WORK INSTRUCTIONS => Reproduce the part of the listing below that starts with the line containing "Query: ocean surface" and ends with the line containing "POLYGON ((134 48, 134", including both of those lines. Leave the pictures out of your copy.

Region labeling entries:
:::

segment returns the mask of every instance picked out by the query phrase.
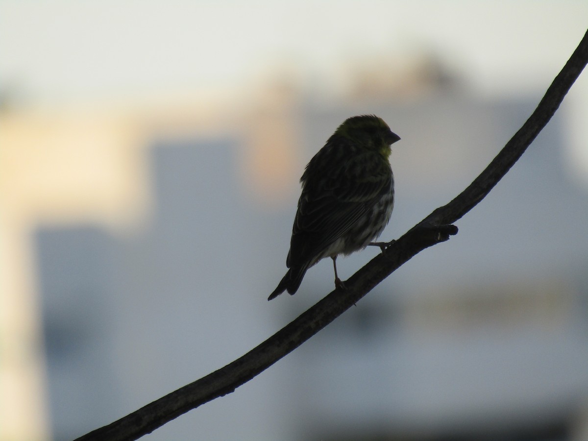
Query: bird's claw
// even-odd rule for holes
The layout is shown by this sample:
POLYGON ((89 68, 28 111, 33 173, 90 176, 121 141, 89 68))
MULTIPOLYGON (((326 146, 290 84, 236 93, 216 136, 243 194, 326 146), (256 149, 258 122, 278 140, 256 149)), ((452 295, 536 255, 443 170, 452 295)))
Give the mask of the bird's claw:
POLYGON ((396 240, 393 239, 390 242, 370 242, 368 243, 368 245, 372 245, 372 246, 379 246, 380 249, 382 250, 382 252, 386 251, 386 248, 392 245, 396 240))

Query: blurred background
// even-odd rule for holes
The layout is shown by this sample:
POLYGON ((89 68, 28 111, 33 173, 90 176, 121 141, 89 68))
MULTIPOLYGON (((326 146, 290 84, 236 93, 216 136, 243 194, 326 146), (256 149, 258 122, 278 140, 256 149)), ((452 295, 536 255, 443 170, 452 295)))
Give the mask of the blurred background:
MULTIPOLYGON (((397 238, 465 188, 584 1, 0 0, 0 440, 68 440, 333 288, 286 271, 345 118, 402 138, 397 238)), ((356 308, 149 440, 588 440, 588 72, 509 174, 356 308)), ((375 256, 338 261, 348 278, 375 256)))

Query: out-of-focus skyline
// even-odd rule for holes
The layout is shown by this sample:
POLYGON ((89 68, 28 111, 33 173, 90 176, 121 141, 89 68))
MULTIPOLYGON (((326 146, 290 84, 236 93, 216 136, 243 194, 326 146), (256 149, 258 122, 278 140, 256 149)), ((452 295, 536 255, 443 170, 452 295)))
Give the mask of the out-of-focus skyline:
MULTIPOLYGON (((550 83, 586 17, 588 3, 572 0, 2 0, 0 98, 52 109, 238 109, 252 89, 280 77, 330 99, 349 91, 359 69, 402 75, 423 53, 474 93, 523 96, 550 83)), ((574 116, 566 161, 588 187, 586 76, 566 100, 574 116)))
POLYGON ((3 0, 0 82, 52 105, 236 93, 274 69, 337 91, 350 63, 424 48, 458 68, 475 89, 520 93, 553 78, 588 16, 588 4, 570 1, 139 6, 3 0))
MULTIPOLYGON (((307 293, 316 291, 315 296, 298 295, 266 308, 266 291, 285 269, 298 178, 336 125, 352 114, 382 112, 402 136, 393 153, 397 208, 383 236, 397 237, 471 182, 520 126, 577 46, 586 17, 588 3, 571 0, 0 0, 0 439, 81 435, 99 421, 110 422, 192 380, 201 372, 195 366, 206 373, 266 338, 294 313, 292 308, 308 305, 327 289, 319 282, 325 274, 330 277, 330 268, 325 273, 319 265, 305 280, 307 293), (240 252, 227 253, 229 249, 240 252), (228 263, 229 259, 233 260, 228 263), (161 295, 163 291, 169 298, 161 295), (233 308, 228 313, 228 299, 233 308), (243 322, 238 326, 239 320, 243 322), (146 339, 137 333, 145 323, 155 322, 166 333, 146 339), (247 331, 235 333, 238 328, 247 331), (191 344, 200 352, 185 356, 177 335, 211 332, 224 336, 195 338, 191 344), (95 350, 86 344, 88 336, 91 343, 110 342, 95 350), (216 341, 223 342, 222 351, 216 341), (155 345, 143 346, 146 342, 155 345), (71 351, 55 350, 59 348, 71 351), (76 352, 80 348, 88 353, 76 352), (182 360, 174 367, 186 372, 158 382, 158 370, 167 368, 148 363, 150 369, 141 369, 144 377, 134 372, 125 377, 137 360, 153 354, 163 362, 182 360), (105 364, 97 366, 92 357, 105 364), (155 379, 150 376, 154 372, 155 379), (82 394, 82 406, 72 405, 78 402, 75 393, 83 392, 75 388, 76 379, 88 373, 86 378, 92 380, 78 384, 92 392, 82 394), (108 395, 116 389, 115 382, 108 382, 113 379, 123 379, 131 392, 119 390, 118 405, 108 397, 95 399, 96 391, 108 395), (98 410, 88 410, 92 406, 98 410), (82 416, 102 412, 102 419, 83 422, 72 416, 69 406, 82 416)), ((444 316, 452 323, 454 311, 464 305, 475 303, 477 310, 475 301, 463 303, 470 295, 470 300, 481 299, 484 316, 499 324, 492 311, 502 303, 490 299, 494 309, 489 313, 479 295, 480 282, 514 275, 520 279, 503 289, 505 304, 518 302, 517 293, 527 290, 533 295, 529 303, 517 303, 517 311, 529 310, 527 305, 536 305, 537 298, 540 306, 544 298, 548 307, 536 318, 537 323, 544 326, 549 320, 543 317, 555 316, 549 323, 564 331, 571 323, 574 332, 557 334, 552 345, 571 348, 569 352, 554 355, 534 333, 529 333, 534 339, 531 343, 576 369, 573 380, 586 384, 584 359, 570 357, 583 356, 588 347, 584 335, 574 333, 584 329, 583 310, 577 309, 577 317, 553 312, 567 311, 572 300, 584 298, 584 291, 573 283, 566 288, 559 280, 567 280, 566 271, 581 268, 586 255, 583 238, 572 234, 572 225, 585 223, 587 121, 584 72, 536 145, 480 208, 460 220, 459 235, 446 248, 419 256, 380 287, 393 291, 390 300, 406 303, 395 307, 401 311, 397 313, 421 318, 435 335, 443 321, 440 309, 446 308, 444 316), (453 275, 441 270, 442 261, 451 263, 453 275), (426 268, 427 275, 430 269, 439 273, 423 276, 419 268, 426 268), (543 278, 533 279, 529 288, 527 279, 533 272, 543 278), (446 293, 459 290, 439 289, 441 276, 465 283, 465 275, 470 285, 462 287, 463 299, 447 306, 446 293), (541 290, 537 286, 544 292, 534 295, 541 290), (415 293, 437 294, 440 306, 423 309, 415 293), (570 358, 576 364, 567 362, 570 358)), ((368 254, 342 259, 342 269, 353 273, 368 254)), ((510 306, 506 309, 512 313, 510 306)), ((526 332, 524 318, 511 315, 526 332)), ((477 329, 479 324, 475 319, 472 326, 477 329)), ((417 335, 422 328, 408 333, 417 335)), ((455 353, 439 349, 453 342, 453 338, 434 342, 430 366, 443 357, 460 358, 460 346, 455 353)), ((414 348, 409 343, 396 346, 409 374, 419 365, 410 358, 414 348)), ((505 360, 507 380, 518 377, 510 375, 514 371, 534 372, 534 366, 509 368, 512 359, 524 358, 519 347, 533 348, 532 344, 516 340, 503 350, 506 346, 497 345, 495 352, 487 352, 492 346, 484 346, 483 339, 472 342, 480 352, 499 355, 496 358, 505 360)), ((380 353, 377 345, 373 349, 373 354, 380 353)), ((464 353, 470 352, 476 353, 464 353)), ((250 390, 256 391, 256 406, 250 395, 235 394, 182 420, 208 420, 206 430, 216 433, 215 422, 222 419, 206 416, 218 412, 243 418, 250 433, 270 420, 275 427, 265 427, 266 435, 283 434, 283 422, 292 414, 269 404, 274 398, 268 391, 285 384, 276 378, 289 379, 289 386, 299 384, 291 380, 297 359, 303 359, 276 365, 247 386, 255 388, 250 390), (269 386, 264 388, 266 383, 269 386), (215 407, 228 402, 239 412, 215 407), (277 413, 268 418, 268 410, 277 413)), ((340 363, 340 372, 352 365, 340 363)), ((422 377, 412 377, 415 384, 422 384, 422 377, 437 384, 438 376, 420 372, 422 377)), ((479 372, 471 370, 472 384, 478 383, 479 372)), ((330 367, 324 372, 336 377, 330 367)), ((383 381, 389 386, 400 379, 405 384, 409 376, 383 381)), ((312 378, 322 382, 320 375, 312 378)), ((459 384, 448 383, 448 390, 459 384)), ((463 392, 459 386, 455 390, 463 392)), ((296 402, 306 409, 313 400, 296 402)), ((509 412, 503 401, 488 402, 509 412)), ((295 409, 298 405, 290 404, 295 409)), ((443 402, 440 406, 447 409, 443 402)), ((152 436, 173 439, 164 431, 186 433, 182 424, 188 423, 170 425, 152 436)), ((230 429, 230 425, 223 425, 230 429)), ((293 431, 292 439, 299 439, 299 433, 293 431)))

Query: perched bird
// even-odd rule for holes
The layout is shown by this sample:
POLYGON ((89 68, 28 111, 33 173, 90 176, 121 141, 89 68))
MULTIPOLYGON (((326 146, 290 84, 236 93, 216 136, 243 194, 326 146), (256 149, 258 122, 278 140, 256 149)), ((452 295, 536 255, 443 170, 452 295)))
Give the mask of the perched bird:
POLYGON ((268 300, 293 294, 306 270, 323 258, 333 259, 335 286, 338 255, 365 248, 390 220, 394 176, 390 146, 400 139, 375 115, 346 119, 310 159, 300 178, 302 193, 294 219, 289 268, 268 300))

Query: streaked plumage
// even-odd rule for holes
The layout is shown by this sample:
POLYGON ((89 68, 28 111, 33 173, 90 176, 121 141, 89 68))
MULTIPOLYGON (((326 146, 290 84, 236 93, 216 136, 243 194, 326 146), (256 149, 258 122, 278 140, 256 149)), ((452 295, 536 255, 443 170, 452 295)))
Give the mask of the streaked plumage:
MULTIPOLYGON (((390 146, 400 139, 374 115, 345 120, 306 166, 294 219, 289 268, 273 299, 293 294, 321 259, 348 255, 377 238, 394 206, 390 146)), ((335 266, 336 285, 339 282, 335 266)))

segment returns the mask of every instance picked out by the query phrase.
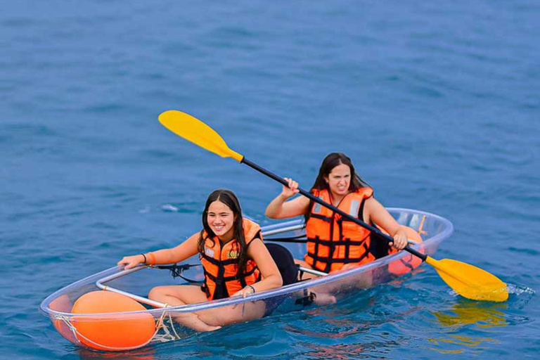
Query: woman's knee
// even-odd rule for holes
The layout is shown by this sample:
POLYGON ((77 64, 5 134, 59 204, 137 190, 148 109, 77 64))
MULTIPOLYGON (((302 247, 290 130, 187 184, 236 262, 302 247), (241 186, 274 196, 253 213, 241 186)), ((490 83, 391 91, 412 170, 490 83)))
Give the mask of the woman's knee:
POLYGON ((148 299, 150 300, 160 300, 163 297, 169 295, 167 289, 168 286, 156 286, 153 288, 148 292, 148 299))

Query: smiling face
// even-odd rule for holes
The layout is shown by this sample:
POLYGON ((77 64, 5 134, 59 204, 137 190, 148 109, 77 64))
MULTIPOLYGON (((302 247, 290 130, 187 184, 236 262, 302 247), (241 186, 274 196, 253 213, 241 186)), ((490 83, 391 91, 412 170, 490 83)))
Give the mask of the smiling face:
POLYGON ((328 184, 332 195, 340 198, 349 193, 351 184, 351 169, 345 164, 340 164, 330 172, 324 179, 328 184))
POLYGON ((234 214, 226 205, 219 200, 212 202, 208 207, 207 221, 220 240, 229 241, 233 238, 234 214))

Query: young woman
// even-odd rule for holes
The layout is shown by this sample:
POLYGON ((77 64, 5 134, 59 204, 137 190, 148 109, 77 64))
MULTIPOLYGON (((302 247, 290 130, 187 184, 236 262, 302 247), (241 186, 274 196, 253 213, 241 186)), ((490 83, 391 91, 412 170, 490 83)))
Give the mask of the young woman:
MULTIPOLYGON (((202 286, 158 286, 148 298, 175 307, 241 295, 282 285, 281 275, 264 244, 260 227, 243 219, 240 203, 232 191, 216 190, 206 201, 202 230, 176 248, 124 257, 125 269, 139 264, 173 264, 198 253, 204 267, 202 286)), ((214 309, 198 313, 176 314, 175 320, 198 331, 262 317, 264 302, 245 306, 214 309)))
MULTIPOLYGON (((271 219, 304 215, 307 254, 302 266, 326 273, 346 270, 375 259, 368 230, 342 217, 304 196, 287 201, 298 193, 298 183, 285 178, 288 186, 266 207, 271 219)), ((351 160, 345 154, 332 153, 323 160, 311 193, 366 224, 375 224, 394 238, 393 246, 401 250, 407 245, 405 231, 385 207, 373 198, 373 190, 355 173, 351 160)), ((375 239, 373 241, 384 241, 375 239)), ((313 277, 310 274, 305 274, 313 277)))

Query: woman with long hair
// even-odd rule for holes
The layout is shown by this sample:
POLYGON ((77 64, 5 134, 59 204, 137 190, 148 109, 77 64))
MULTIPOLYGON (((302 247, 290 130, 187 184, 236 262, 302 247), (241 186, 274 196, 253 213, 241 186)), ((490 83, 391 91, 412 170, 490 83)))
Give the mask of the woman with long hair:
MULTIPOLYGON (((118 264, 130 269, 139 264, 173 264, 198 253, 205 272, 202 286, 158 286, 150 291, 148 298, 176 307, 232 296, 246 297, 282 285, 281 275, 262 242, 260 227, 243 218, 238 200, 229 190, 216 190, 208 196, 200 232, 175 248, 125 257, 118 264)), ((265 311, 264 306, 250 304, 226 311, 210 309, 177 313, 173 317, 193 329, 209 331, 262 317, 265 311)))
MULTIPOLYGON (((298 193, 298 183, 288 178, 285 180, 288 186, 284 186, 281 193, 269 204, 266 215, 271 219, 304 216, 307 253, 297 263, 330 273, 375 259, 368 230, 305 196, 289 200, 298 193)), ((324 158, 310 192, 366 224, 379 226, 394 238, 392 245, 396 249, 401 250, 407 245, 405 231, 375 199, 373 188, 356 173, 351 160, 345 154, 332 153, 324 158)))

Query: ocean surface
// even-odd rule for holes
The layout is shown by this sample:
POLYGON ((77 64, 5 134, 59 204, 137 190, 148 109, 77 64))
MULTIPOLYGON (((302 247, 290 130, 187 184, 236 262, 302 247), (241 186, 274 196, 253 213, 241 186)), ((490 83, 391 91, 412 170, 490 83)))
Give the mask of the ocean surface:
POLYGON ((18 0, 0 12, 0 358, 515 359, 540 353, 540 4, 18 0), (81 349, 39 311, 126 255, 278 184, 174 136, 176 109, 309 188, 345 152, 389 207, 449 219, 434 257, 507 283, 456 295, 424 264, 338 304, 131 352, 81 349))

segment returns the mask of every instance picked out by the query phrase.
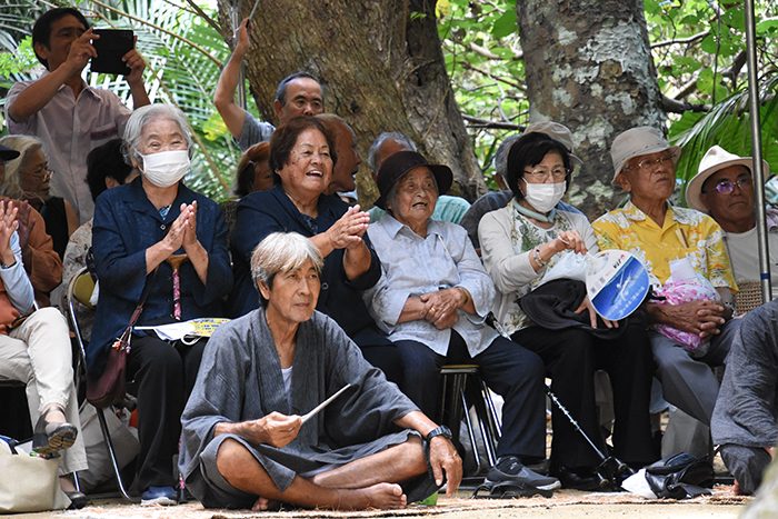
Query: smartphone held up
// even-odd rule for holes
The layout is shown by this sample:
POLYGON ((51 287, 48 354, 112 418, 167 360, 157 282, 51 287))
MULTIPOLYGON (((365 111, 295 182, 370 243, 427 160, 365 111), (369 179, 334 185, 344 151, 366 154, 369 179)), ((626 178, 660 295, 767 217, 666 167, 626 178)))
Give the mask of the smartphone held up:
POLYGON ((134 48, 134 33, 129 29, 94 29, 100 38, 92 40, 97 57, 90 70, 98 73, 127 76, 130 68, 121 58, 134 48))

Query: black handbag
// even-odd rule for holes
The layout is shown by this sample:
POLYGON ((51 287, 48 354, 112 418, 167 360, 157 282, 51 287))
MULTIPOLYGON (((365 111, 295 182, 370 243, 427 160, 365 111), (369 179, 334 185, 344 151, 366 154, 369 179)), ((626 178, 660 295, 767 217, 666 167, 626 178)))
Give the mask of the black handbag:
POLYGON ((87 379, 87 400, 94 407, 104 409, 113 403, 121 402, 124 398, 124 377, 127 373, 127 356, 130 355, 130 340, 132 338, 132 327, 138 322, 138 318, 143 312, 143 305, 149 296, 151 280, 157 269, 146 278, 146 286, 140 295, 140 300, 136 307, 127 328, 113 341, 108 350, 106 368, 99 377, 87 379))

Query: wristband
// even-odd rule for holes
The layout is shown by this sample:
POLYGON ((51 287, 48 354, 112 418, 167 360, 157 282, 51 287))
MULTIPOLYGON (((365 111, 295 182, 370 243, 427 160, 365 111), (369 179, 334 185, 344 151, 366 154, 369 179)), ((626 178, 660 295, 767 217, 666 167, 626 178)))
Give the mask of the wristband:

:::

SOLUTION TO THIS TASK =>
Query: ocean surface
// even-odd rule for holes
The layout is shown by this sample:
POLYGON ((77 64, 5 134, 59 204, 137 190, 148 109, 77 64))
MULTIPOLYGON (((302 247, 290 130, 187 184, 236 262, 302 247), (241 186, 274 196, 253 213, 241 186)), ((490 83, 391 91, 412 170, 490 83)))
Give the mask of the ocean surface:
POLYGON ((18 0, 0 12, 0 358, 515 359, 540 353, 540 4, 18 0), (81 349, 39 311, 126 255, 278 184, 174 136, 176 109, 309 188, 345 152, 389 207, 449 219, 434 257, 507 283, 456 295, 424 264, 338 304, 131 352, 81 349))

segment returns the mask of every instance picked out by the query phrase.
Query: smartphone held up
// even-odd rule for holes
The layout is shown by this sample:
POLYGON ((51 287, 48 354, 112 418, 167 360, 157 282, 51 287))
MULTIPOLYGON (((365 111, 295 182, 370 243, 427 160, 365 111), (369 179, 334 185, 344 151, 366 154, 369 179)), ((626 178, 660 295, 767 217, 666 167, 626 178)))
Give the mask of the smartphone held up:
POLYGON ((134 48, 134 33, 129 29, 94 29, 100 38, 92 40, 97 57, 90 70, 98 73, 127 76, 130 68, 121 58, 134 48))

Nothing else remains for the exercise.